*Exercise details*
Copy every line of the records below exactly as it appears.

*Supplied records*

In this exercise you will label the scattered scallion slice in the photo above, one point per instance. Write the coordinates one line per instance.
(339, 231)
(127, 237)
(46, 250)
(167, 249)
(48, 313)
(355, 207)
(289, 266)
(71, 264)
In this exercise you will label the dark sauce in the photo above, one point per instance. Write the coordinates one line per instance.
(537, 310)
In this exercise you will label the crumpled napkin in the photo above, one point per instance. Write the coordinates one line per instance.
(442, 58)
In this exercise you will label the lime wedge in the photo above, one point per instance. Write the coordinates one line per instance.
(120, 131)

*Response to the exercise*
In this exercise you will label the scattered scallion slice in the photo above, one point per instance. Write the coordinates one line per instance.
(339, 231)
(127, 237)
(46, 250)
(167, 249)
(48, 313)
(355, 207)
(289, 266)
(71, 264)
In this exercise you will label the dark sauce in the photo above, one point per instance. Write the coordinates one line per instance.
(537, 310)
In this exercise you will label the crumpled napkin in the photo above, one point per instance. Write the coordinates one line per instance.
(442, 58)
In this exercise you will label the lime wedge in the photo above, one point per instance. Write the coordinates one line per instance.
(120, 131)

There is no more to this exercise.